- Given problem -
Which lines of the material below contain the word "white"? Pull out each one in full, matching the word case-sensitively.

══ Material for the task ══

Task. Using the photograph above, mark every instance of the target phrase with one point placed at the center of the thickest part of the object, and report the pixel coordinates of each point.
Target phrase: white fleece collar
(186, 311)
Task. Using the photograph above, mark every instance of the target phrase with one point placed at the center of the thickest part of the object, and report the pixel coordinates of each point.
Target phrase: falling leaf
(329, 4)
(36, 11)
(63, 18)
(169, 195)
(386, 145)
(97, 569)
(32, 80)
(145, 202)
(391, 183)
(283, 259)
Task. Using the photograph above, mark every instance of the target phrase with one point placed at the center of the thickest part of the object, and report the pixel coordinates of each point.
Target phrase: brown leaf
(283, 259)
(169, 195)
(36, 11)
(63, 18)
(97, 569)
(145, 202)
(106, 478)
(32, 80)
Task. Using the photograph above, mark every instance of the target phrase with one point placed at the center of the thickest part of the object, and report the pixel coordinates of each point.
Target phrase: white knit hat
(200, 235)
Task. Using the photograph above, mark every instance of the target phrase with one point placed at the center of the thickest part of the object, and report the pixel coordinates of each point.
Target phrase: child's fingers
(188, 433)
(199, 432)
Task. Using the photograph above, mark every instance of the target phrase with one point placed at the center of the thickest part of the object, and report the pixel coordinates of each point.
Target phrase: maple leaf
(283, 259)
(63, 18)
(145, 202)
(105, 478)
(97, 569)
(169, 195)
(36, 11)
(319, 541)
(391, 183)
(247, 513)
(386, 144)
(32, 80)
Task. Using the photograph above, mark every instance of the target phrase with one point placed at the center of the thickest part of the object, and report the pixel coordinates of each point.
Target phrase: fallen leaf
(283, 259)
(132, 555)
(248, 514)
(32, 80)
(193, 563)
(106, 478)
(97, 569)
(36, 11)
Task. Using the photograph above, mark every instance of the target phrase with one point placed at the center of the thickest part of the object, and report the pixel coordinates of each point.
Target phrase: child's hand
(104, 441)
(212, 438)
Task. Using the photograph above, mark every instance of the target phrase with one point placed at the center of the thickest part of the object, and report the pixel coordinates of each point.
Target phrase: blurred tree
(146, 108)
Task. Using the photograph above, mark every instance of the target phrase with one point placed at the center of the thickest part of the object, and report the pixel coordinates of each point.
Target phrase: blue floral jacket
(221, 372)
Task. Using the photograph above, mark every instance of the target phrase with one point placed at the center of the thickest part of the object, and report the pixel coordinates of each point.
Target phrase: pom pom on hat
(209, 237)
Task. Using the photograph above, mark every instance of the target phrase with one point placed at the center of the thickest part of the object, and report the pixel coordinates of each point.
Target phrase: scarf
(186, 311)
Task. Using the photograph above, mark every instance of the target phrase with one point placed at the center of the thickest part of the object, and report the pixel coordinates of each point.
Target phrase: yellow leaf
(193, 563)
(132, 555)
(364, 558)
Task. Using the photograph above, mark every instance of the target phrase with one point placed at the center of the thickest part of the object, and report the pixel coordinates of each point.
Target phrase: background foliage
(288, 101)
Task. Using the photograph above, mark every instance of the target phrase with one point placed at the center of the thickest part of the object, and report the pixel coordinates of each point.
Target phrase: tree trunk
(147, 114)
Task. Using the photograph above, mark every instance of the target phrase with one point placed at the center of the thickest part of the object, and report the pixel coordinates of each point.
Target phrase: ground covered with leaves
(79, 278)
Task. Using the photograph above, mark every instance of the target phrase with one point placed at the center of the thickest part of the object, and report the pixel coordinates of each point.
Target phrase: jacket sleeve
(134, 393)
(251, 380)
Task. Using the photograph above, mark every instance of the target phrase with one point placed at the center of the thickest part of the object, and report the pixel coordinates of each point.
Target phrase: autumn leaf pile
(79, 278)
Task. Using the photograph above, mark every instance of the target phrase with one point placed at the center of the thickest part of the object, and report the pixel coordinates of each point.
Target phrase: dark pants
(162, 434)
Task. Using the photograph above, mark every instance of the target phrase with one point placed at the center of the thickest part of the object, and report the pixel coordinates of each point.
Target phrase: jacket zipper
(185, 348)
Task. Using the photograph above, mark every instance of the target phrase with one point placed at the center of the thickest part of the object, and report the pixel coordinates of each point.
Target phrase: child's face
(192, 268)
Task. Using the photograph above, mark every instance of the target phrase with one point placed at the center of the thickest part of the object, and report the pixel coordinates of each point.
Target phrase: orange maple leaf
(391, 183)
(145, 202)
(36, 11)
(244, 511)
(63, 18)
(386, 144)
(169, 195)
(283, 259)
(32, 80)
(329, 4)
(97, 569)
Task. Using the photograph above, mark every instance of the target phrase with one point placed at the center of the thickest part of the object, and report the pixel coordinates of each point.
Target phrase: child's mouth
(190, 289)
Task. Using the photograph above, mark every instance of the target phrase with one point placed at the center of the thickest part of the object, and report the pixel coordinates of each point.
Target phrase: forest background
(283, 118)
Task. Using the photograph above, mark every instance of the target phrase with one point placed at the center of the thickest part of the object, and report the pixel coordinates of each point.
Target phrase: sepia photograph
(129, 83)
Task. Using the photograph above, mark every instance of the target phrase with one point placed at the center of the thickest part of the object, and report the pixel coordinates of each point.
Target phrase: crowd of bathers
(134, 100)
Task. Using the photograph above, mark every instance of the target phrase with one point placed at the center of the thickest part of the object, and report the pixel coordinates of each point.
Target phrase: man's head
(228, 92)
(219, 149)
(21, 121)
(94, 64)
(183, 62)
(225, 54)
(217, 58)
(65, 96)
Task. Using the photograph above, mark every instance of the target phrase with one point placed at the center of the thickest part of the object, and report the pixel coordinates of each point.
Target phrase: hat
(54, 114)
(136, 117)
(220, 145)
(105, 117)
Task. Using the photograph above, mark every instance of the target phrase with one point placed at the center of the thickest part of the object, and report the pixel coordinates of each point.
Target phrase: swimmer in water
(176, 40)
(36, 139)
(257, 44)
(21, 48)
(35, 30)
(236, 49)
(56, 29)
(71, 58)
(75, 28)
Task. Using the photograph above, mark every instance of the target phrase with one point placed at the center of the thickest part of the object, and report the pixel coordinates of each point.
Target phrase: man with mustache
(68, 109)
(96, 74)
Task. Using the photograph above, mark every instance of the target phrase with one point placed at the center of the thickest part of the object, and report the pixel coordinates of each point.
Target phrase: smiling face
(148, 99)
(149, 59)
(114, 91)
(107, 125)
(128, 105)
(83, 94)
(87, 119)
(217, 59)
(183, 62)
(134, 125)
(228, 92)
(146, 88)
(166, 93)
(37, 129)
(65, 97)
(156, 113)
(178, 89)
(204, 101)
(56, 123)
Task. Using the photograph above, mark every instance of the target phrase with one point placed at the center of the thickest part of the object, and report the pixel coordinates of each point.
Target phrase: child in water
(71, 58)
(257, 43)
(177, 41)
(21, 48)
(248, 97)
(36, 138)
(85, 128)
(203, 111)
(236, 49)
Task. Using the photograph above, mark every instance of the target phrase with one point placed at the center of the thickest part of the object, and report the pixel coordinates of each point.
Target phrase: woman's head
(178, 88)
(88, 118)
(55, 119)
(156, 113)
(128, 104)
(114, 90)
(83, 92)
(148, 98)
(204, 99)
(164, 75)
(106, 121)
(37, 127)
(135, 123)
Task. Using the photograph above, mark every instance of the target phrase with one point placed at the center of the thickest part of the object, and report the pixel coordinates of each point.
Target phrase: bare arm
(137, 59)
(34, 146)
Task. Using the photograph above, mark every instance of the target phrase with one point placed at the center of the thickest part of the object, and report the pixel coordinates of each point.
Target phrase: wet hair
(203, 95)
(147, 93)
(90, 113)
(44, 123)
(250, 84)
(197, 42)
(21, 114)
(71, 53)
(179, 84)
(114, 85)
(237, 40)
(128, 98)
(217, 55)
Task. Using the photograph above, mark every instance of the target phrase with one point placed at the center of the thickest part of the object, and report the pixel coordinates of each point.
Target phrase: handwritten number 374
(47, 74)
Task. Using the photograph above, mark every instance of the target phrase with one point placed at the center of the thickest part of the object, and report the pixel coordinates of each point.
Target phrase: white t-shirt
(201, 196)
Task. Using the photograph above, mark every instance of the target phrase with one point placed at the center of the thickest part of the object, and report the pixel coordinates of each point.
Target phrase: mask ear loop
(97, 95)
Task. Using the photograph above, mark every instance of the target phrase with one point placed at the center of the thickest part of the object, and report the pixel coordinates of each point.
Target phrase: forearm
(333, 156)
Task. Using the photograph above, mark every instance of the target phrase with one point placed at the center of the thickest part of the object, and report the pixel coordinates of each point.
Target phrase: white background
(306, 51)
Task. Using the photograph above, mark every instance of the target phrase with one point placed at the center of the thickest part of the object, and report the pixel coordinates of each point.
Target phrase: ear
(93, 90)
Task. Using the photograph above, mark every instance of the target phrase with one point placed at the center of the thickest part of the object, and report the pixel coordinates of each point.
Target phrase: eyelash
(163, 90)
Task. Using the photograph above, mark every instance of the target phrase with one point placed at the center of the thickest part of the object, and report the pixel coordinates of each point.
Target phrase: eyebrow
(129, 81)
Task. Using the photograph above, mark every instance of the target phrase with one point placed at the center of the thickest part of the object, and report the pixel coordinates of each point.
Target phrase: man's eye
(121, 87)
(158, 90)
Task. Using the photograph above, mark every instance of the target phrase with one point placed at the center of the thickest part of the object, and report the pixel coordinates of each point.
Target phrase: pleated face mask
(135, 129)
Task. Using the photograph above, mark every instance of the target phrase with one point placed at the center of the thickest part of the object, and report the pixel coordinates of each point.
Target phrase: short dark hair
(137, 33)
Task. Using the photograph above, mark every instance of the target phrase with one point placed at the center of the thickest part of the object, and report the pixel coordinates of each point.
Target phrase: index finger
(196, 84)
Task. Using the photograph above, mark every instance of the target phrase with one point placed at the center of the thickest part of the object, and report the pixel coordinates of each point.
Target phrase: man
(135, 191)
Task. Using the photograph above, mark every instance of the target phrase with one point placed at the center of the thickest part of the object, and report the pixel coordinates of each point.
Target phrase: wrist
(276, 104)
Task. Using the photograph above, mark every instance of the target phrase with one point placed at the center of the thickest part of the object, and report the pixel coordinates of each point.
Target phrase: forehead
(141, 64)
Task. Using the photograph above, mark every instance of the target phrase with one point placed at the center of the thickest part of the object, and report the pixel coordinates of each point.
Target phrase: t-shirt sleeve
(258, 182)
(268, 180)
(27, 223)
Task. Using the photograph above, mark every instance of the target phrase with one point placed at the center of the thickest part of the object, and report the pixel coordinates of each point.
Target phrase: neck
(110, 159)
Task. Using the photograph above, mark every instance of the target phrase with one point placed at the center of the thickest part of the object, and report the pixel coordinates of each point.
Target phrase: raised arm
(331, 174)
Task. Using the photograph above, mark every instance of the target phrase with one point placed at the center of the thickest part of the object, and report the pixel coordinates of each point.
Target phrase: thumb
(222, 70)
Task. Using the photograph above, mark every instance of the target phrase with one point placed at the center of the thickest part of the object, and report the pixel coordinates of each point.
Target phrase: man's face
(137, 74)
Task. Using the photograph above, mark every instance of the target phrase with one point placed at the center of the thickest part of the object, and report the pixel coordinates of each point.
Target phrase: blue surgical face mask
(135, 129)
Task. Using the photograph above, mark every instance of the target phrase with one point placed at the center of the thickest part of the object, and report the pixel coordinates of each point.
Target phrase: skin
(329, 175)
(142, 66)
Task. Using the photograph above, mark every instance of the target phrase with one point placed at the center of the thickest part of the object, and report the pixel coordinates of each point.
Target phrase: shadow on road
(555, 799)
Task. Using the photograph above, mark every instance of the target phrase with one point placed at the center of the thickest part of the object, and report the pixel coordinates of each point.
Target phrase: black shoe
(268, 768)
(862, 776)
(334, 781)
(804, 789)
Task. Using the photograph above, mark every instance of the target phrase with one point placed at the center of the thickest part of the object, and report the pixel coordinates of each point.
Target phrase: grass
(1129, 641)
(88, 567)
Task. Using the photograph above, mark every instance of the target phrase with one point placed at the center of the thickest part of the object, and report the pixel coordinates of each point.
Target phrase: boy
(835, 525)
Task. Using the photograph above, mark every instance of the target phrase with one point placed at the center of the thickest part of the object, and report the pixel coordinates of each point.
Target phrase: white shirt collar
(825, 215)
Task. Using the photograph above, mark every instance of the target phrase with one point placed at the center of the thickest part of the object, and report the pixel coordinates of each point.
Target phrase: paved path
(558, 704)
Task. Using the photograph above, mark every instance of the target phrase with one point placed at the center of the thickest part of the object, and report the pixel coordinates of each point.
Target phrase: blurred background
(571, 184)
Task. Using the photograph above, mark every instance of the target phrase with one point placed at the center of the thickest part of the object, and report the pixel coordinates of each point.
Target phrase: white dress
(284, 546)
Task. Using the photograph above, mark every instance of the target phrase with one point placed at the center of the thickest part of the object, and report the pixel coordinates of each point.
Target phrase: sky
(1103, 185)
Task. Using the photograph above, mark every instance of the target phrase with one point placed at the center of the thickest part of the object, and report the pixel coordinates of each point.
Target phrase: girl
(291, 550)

═══

- The response -
Target phrase: white fleece collar
Target phrase: white knit hat
Target phrase: white t-shirt
Target phrase: white background
Target phrase: white shirt collar
Target phrase: white dress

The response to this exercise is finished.